▸ Data extracts
= = = = =

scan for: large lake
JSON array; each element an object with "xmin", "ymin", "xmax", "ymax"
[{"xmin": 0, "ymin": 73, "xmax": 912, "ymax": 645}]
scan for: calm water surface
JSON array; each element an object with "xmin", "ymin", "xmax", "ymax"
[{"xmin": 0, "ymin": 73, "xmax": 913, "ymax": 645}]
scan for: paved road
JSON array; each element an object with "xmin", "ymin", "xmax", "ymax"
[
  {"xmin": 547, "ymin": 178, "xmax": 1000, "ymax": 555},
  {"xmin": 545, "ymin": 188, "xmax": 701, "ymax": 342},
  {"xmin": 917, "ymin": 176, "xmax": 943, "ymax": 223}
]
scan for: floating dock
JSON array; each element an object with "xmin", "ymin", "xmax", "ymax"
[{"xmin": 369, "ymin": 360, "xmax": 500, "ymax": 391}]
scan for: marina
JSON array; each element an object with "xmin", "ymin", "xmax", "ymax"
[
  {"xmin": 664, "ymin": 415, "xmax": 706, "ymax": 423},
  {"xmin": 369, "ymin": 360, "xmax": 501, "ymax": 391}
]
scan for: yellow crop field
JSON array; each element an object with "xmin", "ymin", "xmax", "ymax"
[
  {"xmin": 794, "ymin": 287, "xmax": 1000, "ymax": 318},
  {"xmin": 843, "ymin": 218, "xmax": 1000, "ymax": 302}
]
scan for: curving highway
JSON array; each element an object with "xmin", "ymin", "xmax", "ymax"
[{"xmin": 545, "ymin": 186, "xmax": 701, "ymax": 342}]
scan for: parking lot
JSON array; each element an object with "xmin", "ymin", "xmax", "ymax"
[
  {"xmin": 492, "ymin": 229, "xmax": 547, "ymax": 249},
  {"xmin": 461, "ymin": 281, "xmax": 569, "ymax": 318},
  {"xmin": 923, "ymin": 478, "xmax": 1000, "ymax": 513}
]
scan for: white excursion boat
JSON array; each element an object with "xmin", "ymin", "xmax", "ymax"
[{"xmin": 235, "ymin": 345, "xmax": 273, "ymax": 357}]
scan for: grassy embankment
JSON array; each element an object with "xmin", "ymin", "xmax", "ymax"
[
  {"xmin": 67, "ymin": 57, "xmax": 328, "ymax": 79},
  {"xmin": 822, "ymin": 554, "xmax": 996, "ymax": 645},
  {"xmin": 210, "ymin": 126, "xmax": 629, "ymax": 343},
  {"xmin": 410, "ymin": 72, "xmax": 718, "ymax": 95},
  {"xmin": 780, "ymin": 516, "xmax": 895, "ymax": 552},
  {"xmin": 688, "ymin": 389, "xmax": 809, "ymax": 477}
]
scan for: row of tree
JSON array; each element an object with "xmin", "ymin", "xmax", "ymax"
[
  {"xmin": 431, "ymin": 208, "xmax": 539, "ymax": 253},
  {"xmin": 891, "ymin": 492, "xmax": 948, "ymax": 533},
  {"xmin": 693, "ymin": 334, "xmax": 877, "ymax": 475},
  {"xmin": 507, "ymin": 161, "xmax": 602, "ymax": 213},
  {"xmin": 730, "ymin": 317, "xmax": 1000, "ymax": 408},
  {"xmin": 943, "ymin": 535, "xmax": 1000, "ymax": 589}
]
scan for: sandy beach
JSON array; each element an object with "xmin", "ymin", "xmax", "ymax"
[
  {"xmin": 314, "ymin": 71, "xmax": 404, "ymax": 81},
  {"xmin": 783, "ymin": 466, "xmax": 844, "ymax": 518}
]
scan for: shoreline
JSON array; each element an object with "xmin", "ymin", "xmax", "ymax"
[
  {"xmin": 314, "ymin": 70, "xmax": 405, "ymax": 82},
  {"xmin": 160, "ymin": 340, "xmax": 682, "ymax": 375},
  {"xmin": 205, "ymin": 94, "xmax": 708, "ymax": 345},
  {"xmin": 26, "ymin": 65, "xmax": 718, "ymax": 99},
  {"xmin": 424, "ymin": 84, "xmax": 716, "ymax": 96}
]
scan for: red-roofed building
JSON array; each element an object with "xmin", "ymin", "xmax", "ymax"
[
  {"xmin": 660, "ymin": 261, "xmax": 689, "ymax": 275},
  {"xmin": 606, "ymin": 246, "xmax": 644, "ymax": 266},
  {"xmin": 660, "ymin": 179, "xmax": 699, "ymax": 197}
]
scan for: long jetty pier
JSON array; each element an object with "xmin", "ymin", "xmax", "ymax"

= = = = =

Lines from the start of the records through the one containing "scan for: marina" are what should be retyped, exactly and in full, both ends included.

▸ Solution for this exercise
scan for: large lake
JSON array; each element an object with "xmin", "ymin", "xmax", "ymax"
[{"xmin": 0, "ymin": 73, "xmax": 912, "ymax": 645}]
scan for: calm water surface
JSON array; each element an object with "xmin", "ymin", "xmax", "ymax"
[{"xmin": 0, "ymin": 73, "xmax": 913, "ymax": 645}]
scan for: paved road
JSON array; each element an object with "xmin", "ymin", "xmax", "ymax"
[
  {"xmin": 547, "ymin": 178, "xmax": 1000, "ymax": 555},
  {"xmin": 545, "ymin": 188, "xmax": 701, "ymax": 342},
  {"xmin": 917, "ymin": 176, "xmax": 943, "ymax": 223}
]
scan for: floating dock
JSON array; each element an object with "xmin", "ymin", "xmax", "ymax"
[{"xmin": 369, "ymin": 360, "xmax": 500, "ymax": 391}]
scan for: marina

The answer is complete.